+++ Data provided
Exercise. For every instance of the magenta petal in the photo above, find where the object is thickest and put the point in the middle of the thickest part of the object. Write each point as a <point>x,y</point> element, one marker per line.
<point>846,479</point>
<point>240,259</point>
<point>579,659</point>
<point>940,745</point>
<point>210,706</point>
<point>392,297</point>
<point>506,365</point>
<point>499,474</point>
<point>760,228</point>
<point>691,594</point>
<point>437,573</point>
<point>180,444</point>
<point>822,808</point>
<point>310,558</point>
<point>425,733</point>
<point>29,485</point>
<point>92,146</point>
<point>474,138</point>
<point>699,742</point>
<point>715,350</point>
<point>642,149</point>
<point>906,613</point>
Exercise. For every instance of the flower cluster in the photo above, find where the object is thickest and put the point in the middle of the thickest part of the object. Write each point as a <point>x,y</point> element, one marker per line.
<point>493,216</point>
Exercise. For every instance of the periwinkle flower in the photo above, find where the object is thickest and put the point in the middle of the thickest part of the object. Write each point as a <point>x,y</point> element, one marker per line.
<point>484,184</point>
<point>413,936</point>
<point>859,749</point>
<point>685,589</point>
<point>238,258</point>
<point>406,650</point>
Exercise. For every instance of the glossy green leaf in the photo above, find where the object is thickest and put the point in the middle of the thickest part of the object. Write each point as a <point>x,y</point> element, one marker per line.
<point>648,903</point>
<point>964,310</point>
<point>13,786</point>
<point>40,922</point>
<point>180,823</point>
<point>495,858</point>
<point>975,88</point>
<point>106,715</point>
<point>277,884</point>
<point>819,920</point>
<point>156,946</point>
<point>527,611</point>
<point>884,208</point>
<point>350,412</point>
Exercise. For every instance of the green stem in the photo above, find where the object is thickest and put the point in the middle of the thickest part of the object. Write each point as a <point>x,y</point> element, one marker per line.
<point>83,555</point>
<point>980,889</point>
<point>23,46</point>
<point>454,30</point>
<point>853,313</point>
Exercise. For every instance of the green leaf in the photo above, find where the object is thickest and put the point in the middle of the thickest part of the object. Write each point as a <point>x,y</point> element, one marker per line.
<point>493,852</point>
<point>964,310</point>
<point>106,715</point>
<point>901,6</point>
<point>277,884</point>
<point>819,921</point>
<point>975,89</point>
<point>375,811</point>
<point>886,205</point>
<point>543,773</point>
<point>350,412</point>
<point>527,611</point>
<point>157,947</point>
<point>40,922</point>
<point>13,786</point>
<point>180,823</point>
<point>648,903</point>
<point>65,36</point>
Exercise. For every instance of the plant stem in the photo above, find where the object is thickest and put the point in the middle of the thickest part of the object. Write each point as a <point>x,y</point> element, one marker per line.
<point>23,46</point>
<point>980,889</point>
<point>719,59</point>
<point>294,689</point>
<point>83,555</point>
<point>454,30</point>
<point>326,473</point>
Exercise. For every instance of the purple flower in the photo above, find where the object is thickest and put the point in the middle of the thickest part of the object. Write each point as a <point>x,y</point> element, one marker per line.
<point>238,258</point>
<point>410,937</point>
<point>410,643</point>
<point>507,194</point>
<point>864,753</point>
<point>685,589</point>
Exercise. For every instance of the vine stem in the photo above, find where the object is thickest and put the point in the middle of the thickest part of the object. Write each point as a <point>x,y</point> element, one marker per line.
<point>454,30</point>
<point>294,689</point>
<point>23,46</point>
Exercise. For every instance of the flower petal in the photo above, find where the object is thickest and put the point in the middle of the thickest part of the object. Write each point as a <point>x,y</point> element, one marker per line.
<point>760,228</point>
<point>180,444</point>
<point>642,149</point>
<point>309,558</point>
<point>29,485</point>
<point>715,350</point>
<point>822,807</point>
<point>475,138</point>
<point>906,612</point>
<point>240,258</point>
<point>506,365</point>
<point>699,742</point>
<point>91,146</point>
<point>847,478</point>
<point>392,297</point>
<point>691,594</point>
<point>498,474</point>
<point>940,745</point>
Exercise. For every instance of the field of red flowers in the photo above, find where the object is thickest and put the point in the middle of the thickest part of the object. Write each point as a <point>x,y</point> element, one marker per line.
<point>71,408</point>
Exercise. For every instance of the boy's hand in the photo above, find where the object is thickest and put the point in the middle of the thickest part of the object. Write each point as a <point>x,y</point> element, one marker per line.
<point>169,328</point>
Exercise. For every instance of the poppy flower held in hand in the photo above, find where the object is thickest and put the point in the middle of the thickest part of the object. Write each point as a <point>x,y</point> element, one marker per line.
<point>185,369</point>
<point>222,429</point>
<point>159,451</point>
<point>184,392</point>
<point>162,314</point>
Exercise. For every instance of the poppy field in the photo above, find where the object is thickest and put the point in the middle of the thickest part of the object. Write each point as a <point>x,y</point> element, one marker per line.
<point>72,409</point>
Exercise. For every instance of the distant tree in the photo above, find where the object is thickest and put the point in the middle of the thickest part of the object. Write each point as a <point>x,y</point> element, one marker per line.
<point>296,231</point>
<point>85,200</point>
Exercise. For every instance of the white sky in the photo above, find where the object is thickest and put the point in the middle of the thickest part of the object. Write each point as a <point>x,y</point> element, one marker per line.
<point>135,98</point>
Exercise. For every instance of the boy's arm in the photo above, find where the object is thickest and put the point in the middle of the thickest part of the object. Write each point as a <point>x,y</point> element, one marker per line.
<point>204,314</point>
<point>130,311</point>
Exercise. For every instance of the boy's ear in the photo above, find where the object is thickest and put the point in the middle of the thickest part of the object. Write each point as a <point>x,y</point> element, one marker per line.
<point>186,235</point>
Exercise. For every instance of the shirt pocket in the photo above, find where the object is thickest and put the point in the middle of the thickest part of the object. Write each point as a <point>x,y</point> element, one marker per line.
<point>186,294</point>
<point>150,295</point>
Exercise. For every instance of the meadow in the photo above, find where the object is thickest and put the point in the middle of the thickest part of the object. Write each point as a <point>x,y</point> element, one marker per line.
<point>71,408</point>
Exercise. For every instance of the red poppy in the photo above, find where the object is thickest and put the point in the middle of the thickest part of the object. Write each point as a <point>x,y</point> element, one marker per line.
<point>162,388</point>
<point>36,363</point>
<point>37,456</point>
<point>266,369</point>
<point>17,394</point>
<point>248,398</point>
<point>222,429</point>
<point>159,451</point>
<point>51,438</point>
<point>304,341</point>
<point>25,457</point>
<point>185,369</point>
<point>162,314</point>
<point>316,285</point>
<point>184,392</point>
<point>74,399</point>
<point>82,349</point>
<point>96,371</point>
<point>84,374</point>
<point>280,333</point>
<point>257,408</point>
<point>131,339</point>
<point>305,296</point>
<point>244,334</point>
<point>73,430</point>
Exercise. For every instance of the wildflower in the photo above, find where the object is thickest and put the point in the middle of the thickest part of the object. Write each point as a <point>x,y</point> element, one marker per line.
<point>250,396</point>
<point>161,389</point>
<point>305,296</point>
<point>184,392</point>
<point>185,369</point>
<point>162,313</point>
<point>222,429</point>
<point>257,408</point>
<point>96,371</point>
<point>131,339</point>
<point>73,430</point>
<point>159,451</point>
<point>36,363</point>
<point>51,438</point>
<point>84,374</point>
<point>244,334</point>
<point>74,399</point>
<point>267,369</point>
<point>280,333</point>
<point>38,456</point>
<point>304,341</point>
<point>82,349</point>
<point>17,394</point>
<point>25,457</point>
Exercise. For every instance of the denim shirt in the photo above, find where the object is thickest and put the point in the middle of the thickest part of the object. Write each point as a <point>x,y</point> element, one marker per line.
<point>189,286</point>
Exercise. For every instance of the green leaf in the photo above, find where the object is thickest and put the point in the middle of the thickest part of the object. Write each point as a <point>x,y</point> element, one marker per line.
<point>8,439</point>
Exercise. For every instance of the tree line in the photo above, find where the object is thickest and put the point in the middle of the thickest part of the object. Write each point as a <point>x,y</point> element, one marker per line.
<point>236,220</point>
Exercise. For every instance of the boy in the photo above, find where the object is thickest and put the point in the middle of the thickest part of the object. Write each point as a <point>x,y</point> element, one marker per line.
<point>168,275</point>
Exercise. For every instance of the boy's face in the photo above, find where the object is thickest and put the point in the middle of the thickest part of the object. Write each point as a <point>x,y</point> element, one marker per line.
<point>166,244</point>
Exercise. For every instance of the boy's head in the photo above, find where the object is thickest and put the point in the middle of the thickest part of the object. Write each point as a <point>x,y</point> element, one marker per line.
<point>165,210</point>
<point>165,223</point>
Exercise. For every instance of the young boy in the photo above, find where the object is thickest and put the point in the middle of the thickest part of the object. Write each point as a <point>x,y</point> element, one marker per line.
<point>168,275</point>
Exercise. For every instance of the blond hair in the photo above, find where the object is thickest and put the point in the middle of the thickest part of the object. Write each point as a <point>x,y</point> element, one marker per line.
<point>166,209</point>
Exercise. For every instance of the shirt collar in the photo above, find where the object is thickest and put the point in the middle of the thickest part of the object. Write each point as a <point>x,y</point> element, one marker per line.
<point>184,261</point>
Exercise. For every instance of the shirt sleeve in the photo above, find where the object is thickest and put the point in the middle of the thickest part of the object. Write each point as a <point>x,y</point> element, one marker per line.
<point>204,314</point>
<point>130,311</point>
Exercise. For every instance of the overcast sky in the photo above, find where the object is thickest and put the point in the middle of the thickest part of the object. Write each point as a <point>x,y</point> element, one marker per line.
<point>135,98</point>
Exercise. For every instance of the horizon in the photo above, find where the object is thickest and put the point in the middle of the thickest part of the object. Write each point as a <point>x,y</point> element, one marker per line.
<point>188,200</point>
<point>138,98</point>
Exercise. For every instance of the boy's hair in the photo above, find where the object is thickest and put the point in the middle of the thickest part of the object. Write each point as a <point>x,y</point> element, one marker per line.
++++++
* [Task to carry out] In the entries above, take the line containing "Exercise. For every instance of the shirt sleeve" and each later line through the last, and repeat them exactly. Output nothing else.

* [Exercise solution]
Exercise. For every instance of the shirt sleeve in the photo above, find where the object is thickest and put the point in the middle of the thickest part of the object. Write each point as a <point>x,y</point> element, one marker per line.
<point>204,314</point>
<point>130,311</point>
Exercise. For every instance of the overcast sky in the photo above, find where the object is thickest and put the point in the middle of the thickest part of the object. Write each point as a <point>x,y</point> element, one marker per line.
<point>135,98</point>
Exercise. For every instance of the horizon in the photo above, find where the object is thickest and put the point in the middle of the thickest part of the object. Write each point as a <point>x,y</point> element, one marker per line.
<point>188,200</point>
<point>138,98</point>
Exercise. For every instance of the boy's hair in the photo above, find where the object is thickest and put the point in the middle of the thickest part of the object. Write each point as a <point>x,y</point> element, one marker per line.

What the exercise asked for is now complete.